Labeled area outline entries
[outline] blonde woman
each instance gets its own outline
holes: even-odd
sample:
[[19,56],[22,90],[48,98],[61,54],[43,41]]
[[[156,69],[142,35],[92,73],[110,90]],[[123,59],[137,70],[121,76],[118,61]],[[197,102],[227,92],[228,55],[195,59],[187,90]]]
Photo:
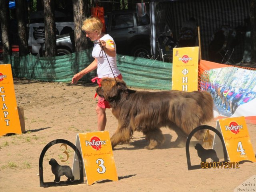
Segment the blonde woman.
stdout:
[[[102,32],[103,26],[100,20],[96,17],[89,18],[84,22],[82,30],[86,33],[86,37],[96,43],[94,43],[92,54],[94,60],[88,67],[74,76],[72,84],[77,83],[84,75],[96,68],[97,69],[97,83],[100,86],[103,77],[114,78],[114,76],[122,79],[122,75],[116,66],[116,44],[112,37]],[[102,48],[100,44],[104,48],[106,55],[104,52],[101,53]],[[96,108],[98,115],[98,131],[105,130],[107,123],[106,109],[110,108],[108,103],[104,98],[99,97]]]

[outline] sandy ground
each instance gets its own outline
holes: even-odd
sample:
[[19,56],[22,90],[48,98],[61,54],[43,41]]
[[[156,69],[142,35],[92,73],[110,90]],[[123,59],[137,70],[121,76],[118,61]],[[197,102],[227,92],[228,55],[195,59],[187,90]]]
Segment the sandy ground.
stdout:
[[[62,187],[40,187],[38,161],[42,149],[51,141],[64,139],[75,144],[76,134],[96,131],[95,84],[38,82],[15,79],[18,106],[23,107],[26,133],[0,137],[0,191],[233,191],[246,179],[256,175],[256,164],[246,162],[239,169],[211,168],[188,170],[185,148],[172,148],[170,141],[177,137],[166,128],[166,140],[160,149],[144,149],[147,144],[143,135],[134,133],[130,145],[118,145],[113,151],[118,182],[102,181],[91,186],[86,183]],[[188,115],[189,112],[188,112]],[[110,136],[117,121],[107,110],[106,130]],[[216,122],[207,124],[215,127]],[[248,124],[254,152],[255,125]],[[63,149],[55,145],[44,158],[44,182],[54,176],[48,164],[55,158],[64,158]],[[190,148],[192,165],[200,164],[196,151]],[[72,167],[74,153],[66,165]],[[62,180],[66,180],[65,176]]]

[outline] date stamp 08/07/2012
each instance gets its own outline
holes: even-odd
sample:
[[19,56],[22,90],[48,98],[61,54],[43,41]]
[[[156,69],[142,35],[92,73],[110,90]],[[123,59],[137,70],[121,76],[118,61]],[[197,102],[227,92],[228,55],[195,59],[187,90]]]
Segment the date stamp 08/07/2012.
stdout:
[[201,168],[202,169],[239,169],[239,162],[201,162]]

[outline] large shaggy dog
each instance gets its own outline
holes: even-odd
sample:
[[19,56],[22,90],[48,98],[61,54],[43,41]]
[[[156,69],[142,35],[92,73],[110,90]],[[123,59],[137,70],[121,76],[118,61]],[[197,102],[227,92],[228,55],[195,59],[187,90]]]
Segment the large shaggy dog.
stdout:
[[[213,100],[207,92],[137,91],[128,89],[124,81],[116,81],[104,78],[102,86],[96,90],[109,102],[118,121],[117,130],[111,138],[113,148],[128,142],[134,131],[138,131],[149,142],[146,148],[156,148],[164,141],[160,128],[164,126],[176,132],[179,146],[179,141],[184,141],[192,130],[213,117]],[[202,140],[204,133],[201,130],[194,136]]]

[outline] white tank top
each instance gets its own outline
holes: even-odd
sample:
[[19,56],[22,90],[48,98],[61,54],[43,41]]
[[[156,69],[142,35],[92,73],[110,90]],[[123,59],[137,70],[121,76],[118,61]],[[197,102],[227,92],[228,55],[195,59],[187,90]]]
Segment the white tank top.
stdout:
[[[109,35],[106,34],[102,37],[100,38],[101,40],[104,40],[107,41],[107,40],[112,41],[114,43],[114,48],[116,50],[116,44],[114,41],[114,39]],[[120,71],[117,68],[116,66],[116,57],[110,57],[107,54],[107,56],[108,59],[111,66],[111,68],[113,71],[113,73],[111,71],[111,68],[110,67],[110,64],[108,62],[108,60],[106,56],[105,52],[103,51],[103,57],[102,53],[101,53],[101,48],[100,45],[98,44],[94,44],[92,50],[92,55],[94,58],[97,59],[98,60],[98,68],[97,69],[97,74],[99,78],[102,78],[104,77],[114,77],[113,74],[115,77],[117,77],[120,74]]]

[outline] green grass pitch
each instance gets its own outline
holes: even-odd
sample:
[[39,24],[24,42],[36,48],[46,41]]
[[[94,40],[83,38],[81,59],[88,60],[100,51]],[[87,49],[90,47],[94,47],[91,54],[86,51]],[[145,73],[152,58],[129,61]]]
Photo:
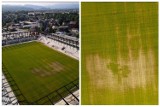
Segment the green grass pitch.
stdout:
[[2,58],[29,102],[68,84],[79,75],[78,60],[39,42],[3,47]]
[[158,3],[81,6],[82,104],[158,104]]

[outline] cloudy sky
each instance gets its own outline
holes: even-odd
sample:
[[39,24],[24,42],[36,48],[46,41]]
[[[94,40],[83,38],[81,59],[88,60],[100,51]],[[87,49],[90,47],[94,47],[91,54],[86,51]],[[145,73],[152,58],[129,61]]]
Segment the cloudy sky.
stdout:
[[34,2],[23,2],[23,1],[10,1],[2,2],[3,5],[39,5],[39,6],[48,6],[48,5],[57,5],[57,4],[78,4],[78,2],[53,2],[53,1],[34,1]]

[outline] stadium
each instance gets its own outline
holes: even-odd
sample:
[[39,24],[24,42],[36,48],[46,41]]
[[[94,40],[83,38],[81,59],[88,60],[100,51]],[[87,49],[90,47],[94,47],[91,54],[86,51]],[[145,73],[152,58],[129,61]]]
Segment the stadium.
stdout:
[[2,34],[3,105],[78,105],[79,40],[31,31]]

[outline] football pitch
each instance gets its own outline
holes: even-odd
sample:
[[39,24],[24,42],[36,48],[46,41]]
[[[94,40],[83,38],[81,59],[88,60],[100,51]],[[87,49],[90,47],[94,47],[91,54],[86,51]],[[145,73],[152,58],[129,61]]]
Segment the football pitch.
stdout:
[[3,66],[30,103],[79,77],[78,60],[39,42],[3,47],[2,58]]
[[81,3],[82,104],[158,104],[158,3]]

[Given exercise]:
Reproduce every line of the data from the line containing "[outline] cloudy sky" through the end, requests included, and shift each coordinate in the answers by adding 76 to it.

[Result of the exercise]:
[outline] cloudy sky
each instance gets its own outline
holes: even-odd
sample:
[[39,24],[24,42],[36,48],[46,41]]
[[[94,40],[83,38],[81,59],[88,60],[100,51]],[[87,49],[90,47],[94,47],[91,54],[86,51]],[[145,73],[152,58],[129,61]]]
Segment the cloudy sky.
stdout:
[[110,78],[99,78],[99,77],[86,77],[78,78],[79,81],[115,81],[115,82],[124,82],[124,81],[133,81],[133,80],[154,80],[154,78],[129,78],[129,77],[110,77]]

[outline] stadium
each instance gets its own outline
holes: even-odd
sample:
[[39,24],[24,42],[36,48],[46,41]]
[[[94,40],[83,38],[81,59],[88,60],[100,51]],[[87,49],[90,47],[94,47],[91,54],[86,51]],[[145,73],[152,58],[129,61]]]
Segment the stadium.
stdout:
[[78,110],[79,181],[154,181],[155,116],[107,107]]

[outline] football pitch
each instance gets its own outline
holes: even-odd
sample:
[[39,24],[24,42],[36,48],[46,41]]
[[[94,40],[83,38],[81,59],[88,60],[100,51]],[[87,49],[90,47],[94,47],[91,54],[86,51]],[[145,73],[152,58],[129,61]]]
Segment the football pitch.
stdout:
[[79,142],[106,179],[155,153],[154,136],[115,118],[79,123],[78,134]]
[[157,79],[158,180],[234,180],[234,79]]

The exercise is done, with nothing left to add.